Selected passage:
You are viewing a plain text version of this content. The canonical link for it is here.
Posted to user@spark.apache.org by java8964 <ja...@hotmail.com> on 2015/08/25 22:41:07 UTC

SparkSQL problem with IBM BigInsight V3

Hi, On our production environment, we have a unique problems related to Spark SQL, and I wonder if anyone can give me some idea what is the best way to handle this.
Our production Hadoop cluster is IBM BigInsight Version 3, which comes with Hadoop 2.2.0 and Hive 0.12.
Right now, we build spark 1.3.1 ourselves and point to the above versions during the build.
Now, here is the problem related to Spark SQL that it cannot query partitioned Hive tables. It has no problem to query non-partitioned Hive tables in Spark SQL.
The error in the Spark SQL for querying partitioned Hive tables like following:
javax.jdo.JDODataStoreException: Error executing SQL query "select PARTITIONS.PART_ID from PARTITIONS  inner join TBLS on PARTITIONS.TBL_ID = TBLS.TBL_ID   inner join DBS on TBLS.DB_ID = DBS.DB_ID  where TBLS.TBL_NAME = ? and DBS.NAME = ?".	at org.datanucleus.api.jdo.NucleusJDOHelper.getJDOExceptionForNucleusException(NucleusJDOHelper.java:451)	at org.datanucleus.api.jdo.JDOQuery.executeWithArray(JDOQuery.java:321)        ...............NestedThrowablesStackTrace:com.ibm.db2.jcc.am.SqlSyntaxErrorException: DB2 SQL Error: SQLCODE=-204, SQLSTATE=42704, SQLERRMC=CATALOG.PARTITIONS, DRIVER=4.17.36
The Hive metadata of BigInsight V3 is stored in DB2 (Don't ask me why, as it is from IBM), and the above error from DB2 simple means "Table NOT FOUND".If I change the above query like following:
select PARTITIONS.PART_ID from HIVE.PARTITIONS as PARTITIONS inner join HIVE.TBLS as TBLS  on PARTITIONS.TBL_ID = TBLS.TBL_ID   inner join HIVE.DBS as DBS on TBLS.DB_ID = DBS.DB_ID  where TBLS.TBL_NAME = ? and DBS.NAME = ?

Record extracts:

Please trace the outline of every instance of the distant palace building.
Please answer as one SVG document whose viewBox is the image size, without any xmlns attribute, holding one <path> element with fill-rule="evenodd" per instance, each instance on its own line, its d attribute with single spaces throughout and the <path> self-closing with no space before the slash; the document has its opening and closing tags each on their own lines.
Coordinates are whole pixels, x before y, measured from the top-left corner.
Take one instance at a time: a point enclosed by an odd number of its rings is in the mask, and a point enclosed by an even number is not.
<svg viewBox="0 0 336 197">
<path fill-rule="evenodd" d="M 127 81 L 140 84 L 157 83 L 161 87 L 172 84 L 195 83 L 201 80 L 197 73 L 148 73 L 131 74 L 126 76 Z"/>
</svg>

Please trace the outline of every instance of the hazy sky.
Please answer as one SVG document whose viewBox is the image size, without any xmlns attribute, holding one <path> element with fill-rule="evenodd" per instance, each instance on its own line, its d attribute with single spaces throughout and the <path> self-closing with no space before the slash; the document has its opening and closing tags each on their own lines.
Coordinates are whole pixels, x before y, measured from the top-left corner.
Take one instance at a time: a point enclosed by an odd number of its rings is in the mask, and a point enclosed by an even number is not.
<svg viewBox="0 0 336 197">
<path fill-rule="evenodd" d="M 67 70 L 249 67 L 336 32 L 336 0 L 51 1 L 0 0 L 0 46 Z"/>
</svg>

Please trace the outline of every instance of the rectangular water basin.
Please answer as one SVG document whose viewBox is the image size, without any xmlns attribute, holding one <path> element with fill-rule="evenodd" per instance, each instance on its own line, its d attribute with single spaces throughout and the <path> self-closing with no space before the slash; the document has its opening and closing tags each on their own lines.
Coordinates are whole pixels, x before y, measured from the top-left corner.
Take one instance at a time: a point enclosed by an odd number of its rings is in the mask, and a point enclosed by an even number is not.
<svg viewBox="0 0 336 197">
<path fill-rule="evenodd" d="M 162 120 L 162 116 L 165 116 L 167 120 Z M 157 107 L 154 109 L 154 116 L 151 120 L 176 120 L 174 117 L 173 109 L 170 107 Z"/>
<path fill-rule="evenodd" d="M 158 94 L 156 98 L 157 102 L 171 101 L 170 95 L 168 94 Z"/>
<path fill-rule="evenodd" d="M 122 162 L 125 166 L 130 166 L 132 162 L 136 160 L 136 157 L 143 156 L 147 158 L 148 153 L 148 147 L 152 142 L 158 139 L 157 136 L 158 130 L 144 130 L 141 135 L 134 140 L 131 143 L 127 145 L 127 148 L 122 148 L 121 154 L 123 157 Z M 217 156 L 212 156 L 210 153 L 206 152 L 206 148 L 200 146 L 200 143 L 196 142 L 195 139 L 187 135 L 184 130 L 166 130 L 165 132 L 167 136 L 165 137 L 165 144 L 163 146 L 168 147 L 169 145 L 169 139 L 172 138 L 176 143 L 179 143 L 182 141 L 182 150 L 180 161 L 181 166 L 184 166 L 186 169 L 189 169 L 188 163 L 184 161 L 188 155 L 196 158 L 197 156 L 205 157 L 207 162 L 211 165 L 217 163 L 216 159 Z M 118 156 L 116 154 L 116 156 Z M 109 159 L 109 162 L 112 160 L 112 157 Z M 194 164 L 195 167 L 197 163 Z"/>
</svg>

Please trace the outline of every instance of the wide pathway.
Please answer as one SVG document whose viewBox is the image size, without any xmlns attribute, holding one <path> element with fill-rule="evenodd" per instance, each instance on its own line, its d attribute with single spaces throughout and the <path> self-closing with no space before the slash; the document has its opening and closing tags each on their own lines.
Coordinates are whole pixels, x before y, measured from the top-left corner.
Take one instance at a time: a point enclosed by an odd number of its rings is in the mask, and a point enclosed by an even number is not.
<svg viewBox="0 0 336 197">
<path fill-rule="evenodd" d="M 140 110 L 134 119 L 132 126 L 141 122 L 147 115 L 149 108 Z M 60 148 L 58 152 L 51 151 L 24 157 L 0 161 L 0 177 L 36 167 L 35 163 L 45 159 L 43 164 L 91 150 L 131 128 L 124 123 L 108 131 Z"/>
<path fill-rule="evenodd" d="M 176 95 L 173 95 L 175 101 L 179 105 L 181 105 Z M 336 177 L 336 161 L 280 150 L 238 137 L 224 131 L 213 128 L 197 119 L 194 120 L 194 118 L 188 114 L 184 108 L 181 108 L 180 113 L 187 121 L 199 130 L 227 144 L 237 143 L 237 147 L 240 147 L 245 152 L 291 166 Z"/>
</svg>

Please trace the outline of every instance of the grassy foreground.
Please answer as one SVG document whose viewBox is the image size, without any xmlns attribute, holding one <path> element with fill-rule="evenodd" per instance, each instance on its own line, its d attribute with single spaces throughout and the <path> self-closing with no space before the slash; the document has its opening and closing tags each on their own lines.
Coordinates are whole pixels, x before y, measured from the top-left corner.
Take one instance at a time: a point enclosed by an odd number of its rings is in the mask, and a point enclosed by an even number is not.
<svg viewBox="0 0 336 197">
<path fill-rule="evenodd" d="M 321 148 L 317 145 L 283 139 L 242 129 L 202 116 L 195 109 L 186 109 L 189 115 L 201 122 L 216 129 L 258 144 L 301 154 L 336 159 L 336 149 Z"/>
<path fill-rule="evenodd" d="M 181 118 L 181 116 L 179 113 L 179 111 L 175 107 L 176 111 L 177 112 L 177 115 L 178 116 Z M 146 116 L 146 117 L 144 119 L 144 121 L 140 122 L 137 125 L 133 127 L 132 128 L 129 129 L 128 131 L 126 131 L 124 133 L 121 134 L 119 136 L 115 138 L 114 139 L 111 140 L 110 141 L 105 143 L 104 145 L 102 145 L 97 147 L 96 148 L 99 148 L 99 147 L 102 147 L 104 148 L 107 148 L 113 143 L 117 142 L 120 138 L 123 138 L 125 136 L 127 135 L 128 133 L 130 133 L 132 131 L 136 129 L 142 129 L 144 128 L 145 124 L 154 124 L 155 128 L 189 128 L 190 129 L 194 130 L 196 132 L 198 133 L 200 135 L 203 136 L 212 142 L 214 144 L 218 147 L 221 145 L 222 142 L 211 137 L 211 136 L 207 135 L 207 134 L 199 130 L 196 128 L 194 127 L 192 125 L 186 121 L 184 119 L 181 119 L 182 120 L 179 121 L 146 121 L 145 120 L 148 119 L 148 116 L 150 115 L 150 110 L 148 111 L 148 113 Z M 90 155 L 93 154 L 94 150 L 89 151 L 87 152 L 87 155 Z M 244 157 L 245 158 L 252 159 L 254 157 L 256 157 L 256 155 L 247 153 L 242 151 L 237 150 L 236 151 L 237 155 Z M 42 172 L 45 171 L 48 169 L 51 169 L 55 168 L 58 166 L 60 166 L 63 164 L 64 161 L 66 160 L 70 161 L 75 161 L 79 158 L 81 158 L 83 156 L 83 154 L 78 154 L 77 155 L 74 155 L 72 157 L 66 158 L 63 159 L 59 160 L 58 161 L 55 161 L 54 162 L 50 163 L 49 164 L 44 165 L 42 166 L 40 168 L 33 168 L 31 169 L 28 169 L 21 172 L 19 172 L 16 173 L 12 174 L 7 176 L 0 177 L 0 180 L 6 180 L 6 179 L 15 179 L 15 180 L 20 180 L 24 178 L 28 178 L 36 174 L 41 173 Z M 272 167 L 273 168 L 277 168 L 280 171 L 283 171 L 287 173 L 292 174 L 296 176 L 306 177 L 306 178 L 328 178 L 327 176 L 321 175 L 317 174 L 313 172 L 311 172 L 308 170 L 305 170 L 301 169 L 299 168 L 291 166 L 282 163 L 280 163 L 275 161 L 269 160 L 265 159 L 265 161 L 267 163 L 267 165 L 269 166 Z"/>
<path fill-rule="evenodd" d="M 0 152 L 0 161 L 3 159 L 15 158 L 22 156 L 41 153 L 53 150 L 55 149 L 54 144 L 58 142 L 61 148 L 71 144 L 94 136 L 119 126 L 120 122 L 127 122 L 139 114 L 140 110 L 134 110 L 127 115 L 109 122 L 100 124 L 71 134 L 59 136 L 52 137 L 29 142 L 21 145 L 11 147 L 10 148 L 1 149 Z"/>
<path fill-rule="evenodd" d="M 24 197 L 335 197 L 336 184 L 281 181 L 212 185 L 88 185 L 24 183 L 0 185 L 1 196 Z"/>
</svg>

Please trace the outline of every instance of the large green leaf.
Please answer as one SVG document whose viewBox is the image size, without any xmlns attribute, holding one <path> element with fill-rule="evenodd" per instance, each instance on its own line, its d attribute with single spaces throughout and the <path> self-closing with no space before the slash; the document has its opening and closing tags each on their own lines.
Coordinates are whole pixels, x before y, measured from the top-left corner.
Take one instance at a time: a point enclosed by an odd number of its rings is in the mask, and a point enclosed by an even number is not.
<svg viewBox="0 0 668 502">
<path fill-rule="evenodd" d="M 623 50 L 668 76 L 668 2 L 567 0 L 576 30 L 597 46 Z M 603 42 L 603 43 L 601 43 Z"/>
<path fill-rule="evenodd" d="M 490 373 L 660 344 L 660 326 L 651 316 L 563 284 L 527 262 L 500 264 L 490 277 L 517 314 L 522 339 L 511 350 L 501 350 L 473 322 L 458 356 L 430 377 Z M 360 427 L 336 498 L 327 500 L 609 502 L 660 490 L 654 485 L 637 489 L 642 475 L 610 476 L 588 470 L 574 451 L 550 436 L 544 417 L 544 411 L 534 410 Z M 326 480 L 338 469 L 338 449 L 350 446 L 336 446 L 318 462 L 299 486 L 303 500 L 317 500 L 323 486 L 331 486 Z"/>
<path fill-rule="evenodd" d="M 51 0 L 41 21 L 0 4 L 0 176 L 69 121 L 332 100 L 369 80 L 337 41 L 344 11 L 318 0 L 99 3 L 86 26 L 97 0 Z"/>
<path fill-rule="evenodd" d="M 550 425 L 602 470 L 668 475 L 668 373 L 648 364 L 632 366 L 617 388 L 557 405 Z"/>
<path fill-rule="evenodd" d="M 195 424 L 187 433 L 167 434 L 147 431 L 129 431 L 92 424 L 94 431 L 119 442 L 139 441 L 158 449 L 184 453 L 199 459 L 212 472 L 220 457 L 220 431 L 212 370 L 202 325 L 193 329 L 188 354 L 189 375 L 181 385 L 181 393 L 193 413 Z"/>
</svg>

Complete the following:
1. Answer these questions about the Spark SQL post:
(a) Which Hadoop and Hive versions come with IBM BigInsight Version 3?
(b) Which Spark version does the poster build?
(c) What database stores the Hive metadata of BigInsight V3?
2. In the records, copy the part that opens with the line containing "Please trace the outline of every instance of the rectangular" and closes with the line containing "162 120 L 162", both lines included.
The records are unrelated to the Spark SQL post.

Results of the tasks:
1.
(a) Hadoop 2.2.0 and Hive 0.12
(b) Spark 1.3.1
(c) DB2

2.
Please trace the outline of every instance of the rectangular water basin.
Please answer as one SVG document whose viewBox is the image size, without any xmlns attribute, holding one <path> element with fill-rule="evenodd" per instance, each instance on its own line, its d attribute with single spaces throughout and the <path> self-closing with no space before the slash; the document has its opening and closing tags each on their own lines.
Coordinates are whole pixels, x before y, measured from the top-left corner.
Take one instance at a time: a point enclosed by an odd number of its rings is in the mask, and a point enclosed by an even number is not.
<svg viewBox="0 0 336 197">
<path fill-rule="evenodd" d="M 162 120 L 162 116 L 165 116 L 167 120 Z M 157 107 L 154 109 L 154 116 L 151 120 L 176 120 L 174 117 L 173 109 L 170 107 Z"/>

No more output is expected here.